● What is expected:
Count the lines in the entries below that contain the string "skin", and give only that number.

Entries from a point annotation set:

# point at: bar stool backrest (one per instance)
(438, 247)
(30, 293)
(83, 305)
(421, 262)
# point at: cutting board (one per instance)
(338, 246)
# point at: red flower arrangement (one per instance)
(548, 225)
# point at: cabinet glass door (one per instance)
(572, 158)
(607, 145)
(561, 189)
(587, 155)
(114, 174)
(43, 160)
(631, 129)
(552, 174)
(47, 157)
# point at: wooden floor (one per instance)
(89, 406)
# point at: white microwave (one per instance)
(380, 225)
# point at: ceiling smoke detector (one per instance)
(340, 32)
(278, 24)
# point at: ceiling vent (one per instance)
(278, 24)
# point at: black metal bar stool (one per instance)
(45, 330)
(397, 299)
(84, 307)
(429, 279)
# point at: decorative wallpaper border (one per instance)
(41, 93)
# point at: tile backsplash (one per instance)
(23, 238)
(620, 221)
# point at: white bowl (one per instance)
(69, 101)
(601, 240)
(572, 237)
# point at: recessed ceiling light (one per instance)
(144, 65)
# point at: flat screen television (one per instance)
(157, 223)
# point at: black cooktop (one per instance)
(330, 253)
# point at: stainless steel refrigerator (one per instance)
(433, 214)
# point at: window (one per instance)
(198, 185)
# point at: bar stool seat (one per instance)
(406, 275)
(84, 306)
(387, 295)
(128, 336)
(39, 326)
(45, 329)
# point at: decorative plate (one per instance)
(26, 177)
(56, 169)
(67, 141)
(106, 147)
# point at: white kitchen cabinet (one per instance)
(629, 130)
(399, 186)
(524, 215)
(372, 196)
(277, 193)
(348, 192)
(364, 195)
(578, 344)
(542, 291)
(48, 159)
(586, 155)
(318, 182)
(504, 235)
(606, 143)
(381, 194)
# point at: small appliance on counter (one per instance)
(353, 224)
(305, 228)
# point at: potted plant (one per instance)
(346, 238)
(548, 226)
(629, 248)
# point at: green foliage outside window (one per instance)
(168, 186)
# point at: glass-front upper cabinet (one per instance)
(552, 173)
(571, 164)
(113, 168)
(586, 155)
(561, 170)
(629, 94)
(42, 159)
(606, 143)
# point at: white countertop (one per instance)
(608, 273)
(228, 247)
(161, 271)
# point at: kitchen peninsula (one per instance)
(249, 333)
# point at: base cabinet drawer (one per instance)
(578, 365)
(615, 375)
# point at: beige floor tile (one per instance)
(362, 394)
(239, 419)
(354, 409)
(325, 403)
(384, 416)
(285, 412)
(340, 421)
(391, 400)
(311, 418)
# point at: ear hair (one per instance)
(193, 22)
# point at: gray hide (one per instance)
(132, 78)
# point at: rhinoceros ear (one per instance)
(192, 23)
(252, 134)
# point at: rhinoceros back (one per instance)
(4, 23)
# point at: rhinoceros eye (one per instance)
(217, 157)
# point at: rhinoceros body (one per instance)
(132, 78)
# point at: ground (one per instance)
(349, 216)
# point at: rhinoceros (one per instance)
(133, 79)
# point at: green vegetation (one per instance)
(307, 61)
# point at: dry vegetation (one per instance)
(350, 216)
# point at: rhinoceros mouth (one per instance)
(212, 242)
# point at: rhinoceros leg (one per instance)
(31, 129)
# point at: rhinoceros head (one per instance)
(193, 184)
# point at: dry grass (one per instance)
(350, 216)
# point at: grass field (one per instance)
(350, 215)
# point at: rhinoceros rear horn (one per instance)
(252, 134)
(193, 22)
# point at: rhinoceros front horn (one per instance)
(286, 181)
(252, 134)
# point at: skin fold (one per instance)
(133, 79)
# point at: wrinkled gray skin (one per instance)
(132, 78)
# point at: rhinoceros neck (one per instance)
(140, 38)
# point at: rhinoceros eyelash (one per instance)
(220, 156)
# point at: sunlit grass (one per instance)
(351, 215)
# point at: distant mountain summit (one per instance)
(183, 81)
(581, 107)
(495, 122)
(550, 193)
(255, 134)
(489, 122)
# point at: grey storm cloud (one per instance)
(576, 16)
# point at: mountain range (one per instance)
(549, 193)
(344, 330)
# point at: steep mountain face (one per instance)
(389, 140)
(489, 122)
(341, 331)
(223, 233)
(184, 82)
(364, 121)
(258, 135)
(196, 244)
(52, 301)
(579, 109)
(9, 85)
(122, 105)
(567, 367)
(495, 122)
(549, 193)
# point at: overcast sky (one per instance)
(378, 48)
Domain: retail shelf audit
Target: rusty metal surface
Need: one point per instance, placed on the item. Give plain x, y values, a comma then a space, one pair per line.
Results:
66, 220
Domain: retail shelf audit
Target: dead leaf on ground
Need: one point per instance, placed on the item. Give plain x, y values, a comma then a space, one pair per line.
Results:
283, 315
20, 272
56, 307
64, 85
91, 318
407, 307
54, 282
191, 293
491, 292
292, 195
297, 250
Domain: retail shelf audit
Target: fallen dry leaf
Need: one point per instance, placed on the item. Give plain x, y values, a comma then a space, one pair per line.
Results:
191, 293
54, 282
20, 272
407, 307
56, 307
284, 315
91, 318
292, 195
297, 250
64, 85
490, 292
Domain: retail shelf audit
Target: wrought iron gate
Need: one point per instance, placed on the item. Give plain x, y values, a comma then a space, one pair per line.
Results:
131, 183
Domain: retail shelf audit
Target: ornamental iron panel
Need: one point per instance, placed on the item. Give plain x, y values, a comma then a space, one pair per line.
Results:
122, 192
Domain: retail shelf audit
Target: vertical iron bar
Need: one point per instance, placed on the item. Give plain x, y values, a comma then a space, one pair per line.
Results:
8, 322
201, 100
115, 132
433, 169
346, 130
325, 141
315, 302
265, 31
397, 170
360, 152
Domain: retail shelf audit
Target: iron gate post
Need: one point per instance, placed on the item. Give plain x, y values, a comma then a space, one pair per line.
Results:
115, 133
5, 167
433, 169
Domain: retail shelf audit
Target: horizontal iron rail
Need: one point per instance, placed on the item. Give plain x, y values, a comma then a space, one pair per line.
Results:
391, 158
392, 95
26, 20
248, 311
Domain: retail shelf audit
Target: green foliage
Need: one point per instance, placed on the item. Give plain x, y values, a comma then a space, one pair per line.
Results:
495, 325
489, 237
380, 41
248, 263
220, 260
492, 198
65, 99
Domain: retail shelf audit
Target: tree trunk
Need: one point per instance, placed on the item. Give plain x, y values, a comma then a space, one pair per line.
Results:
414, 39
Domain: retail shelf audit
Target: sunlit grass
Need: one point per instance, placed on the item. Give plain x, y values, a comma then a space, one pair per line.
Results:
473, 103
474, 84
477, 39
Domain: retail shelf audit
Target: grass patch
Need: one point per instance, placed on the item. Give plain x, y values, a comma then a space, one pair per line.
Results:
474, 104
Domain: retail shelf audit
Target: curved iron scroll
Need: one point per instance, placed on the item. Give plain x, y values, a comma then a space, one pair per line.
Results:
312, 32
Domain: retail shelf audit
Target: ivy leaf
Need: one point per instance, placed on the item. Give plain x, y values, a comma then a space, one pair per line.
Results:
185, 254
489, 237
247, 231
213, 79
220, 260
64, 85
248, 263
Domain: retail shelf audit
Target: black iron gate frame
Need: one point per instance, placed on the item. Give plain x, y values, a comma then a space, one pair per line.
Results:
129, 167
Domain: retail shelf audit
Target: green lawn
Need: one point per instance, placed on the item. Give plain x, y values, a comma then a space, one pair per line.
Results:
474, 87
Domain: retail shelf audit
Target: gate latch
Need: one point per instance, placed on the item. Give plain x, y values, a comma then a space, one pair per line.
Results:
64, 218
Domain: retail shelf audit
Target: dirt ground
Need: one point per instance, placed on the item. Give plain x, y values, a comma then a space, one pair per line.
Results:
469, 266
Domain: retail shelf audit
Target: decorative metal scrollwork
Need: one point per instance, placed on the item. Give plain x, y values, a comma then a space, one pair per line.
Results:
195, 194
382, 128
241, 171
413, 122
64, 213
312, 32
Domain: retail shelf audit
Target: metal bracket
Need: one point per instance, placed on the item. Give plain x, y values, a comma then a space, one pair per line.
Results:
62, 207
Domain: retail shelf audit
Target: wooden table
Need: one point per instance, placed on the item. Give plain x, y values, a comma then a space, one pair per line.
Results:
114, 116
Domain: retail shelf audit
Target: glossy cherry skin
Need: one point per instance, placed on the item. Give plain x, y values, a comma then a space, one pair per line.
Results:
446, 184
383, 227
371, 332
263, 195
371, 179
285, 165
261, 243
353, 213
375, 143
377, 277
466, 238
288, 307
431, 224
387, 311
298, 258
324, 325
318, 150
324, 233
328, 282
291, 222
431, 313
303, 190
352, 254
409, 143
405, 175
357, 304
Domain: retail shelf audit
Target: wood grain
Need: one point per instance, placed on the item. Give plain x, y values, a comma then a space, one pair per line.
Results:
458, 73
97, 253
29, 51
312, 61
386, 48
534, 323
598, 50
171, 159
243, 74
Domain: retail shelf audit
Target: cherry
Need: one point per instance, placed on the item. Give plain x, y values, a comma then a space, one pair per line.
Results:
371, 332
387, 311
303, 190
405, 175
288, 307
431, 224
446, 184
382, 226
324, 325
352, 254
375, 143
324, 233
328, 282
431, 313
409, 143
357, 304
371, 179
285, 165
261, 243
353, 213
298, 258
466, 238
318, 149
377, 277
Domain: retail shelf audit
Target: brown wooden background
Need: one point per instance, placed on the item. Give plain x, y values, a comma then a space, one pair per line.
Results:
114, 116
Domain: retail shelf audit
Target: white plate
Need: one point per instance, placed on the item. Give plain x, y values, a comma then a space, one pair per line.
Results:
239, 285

● Completed exercise:
3